"""

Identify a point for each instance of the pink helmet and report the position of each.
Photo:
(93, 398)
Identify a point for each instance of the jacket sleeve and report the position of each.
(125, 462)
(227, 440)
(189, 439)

"""

**The exercise**
Replace "report the position" with "give the location" everywhere in the lines above, and write them out again with nothing else altered.

**Result of this task**
Identify a point for each instance of the pink helmet and give the location of each.
Photo:
(93, 398)
Identify a point for each instance of the jacket sleeve and give the location of each.
(125, 462)
(227, 440)
(189, 439)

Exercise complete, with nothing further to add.